WORK REQUIRED =>
Answer these questions using the text on Brazilian agriculture below:
1. What percentage of all Brazilian growers are farmers with less than 22 acres?
2. What does the big red flag at the encampments signify?
3. Which farmers did MST's leaders say in July they were declaring war on?

SUPPLIED TEXT =>
While it portrayed itself as the champion of small farmers during the WTO ministerial conference in Cancun, the irony is that Brazil’s agriculture is dominated by large farmers as much or more so than the United States.

Thompson notes that while farmers with less than 22 acres comprise 30 percent of all Brazilian growers, they hold less than 2 percent of the farmland. Conversely, 2 percent of the farmers hold more than half of all farmland.

You don’t have to spend much time on Brazil’s highways to gain a new appreciation for U.S. traffic safety standards. Unless they’ve changed in recent years, Brazil’s rural highways don’t have yellow lines, which means Brazilian drivers can and do pass on curves and hills with little concern for oncoming traffic. Those highways are becoming even more dangerous.

"If you drive more than an hour, you’ll see encampments," says Thompson. Some are huge complexes of hovels made with boards and tarpaulin. A man with no front teeth eyes your car as you pass. And there’s a big red flag signifying the MST."

In July, he writes, MST’s leaders said they were declaring war on farmers with more than 2,000 hectares or about 4,400 acres. "We will not sleep until we have done with them," one said.

PROVIDED MATERIAL =>
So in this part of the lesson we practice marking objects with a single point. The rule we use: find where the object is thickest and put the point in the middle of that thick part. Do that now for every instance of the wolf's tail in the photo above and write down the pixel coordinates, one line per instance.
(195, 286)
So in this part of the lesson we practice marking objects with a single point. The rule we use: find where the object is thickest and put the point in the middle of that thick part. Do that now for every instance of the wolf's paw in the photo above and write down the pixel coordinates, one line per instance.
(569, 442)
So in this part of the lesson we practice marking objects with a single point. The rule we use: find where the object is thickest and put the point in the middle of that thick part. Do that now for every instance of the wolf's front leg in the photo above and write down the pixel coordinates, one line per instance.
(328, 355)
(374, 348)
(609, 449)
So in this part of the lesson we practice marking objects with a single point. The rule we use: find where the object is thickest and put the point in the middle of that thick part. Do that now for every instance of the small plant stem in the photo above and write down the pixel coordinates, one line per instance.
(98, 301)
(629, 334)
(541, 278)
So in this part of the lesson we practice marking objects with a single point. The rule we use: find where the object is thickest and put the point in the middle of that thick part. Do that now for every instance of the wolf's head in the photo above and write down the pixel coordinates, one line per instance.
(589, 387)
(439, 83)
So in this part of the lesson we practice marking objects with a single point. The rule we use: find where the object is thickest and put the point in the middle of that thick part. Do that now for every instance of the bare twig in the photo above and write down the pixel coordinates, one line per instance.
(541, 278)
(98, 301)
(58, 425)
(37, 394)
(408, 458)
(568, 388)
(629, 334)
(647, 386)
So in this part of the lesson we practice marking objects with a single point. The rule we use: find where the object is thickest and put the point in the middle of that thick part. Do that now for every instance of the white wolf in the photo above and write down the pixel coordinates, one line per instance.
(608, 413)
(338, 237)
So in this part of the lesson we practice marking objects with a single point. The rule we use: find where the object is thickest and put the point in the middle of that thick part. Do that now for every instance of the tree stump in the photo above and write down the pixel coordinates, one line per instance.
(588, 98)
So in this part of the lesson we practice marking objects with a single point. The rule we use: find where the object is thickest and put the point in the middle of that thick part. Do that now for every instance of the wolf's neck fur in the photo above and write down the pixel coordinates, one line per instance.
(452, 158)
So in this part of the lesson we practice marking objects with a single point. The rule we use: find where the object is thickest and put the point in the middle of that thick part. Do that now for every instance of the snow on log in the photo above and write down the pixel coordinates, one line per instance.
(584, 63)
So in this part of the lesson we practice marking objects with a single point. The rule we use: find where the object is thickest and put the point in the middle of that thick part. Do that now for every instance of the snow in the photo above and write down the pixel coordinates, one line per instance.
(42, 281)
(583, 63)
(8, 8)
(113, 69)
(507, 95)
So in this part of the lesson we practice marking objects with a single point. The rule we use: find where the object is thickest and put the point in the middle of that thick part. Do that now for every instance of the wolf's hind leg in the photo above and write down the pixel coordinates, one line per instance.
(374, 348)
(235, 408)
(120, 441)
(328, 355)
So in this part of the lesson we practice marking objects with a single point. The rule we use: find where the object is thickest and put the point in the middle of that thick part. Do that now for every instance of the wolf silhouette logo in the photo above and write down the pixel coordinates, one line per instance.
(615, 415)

EXPECTED OUTPUT =>
1. 30 percent.
2. The MST.
3. Farmers with more than 2,000 hectares, or about 4,400 acres.